Supplied text:
Suru L'ere is a 2016 Nigerian comedy drama film, co-produced and directed by Mildred Okwo. It stars Seun Ajayi, Beverly Naya, Kemi Lala Akindoju, Tope Tedela and Enyinna Nwigwe, with a special appearance from Rita Dominic.

Set in Lagos, the film revolves around Arinze (Seun Ajayi), a young graduate trainee, who is a serial debtor, desperately eager to get ahead.

Cast
Seun Ajayi as Arinze
Beverly Naya as Omosigho
Tope Tedela as Kyle Stevens Adedoyin
Kemi Lala Akindoju as Land Lady
Kenneth Okolie as Bossi
Enyinna Nwigwe as Godstime
Gregory Ojefua as Brume
Bikiya Graham-Douglas as
Rita Dominic as Akara seller (special appearance)

Production

Casting
In March 2015, it was announced that Beverly Naya would be starring in Suru L'ere. Rita Dominic, who is the executive producer of the film had a cameo appearance as a local Akara seller.

Supplied data:
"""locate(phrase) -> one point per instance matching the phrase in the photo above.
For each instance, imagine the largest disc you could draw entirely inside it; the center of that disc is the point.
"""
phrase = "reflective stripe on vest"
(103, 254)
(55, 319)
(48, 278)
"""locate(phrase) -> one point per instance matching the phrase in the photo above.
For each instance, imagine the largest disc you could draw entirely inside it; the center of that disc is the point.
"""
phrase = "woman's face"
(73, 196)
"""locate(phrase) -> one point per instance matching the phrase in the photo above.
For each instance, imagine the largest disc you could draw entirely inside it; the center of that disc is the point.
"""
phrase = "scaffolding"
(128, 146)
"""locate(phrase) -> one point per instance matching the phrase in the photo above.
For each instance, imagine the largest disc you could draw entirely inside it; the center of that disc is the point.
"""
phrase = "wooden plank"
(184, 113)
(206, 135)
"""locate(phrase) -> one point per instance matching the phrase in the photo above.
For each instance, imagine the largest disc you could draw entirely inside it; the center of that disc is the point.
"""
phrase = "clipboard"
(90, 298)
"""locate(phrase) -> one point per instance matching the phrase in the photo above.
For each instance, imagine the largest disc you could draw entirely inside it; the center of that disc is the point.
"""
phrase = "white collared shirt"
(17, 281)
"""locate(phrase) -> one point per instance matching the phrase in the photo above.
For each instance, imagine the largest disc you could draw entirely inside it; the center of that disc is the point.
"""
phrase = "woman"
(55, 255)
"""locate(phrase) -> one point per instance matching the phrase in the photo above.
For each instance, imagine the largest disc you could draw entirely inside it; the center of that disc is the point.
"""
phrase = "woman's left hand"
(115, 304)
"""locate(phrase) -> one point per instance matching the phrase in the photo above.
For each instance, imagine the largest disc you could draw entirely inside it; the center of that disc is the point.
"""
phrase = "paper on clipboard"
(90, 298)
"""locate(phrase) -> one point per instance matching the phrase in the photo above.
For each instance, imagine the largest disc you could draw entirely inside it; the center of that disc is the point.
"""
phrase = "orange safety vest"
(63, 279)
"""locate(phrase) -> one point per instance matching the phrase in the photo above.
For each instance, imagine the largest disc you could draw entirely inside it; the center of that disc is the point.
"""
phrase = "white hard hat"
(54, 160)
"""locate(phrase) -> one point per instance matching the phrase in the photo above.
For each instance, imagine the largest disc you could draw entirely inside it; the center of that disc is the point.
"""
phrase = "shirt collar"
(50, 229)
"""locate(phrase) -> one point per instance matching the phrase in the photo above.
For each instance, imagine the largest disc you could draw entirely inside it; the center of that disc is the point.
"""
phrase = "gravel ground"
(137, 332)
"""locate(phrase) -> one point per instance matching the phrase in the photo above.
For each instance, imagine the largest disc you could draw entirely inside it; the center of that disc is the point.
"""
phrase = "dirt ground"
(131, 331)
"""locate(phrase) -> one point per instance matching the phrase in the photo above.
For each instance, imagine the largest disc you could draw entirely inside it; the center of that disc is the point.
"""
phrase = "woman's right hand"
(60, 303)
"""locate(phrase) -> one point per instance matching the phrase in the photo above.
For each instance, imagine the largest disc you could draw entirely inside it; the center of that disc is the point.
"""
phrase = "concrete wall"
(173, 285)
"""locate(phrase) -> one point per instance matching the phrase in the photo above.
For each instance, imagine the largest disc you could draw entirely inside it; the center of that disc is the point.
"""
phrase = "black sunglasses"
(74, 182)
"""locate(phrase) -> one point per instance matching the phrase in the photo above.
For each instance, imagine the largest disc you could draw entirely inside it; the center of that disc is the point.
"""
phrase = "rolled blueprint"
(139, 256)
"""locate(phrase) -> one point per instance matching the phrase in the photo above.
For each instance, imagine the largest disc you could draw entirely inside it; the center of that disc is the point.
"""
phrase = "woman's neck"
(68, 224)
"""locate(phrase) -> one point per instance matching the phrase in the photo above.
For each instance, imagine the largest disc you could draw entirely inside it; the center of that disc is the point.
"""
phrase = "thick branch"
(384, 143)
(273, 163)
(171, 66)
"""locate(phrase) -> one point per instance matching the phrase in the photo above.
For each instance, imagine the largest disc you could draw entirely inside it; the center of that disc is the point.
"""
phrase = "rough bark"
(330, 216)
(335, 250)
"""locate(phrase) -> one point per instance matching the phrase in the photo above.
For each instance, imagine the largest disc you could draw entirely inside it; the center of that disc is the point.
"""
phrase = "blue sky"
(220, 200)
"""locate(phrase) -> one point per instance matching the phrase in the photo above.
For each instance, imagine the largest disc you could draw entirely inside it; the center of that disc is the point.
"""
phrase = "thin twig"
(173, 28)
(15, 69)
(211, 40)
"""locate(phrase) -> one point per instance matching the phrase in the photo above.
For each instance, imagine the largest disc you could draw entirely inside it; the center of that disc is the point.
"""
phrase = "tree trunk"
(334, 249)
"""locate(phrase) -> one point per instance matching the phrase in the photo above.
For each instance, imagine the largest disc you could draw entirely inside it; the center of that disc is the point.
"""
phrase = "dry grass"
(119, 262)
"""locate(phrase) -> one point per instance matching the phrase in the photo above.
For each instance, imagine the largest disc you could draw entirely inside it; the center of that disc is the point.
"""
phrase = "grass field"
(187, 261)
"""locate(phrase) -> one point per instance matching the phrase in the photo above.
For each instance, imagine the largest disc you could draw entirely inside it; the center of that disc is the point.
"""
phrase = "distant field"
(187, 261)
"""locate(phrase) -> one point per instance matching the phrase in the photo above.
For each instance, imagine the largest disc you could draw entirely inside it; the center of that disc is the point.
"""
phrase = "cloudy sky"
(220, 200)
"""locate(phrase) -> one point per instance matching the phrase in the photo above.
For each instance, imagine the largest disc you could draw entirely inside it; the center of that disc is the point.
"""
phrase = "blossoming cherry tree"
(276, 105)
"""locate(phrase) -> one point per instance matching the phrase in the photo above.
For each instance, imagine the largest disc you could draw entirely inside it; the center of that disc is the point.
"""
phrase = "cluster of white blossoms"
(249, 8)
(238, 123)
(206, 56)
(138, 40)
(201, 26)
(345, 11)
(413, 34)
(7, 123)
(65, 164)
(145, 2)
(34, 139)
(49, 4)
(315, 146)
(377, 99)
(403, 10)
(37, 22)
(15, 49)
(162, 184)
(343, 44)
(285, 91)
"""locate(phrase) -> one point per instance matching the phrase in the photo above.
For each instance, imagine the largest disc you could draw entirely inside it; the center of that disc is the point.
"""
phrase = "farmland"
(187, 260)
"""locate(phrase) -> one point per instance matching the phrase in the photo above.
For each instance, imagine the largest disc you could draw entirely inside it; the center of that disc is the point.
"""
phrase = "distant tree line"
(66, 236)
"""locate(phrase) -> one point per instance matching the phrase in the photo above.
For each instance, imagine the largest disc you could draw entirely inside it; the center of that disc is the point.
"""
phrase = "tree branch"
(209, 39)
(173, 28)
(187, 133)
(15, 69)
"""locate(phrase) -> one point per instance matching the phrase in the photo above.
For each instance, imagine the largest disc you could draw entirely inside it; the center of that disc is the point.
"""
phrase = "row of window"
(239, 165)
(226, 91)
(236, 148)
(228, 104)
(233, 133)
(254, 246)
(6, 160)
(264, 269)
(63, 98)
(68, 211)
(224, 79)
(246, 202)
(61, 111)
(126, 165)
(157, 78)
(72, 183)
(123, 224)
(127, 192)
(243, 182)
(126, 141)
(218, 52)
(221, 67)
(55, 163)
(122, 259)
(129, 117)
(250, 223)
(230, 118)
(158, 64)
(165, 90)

Written exercise 1:
According to the Suru L'ere article, who directed the film?
Written exercise 2:
Show every line of the listing that contains the string "tree". Case counts.

Expected answer 1:
Mildred Okwo

Expected answer 2:
phrase = "tree trunk"
phrase = "blossoming cherry tree"
phrase = "distant tree line"
phrase = "tree branch"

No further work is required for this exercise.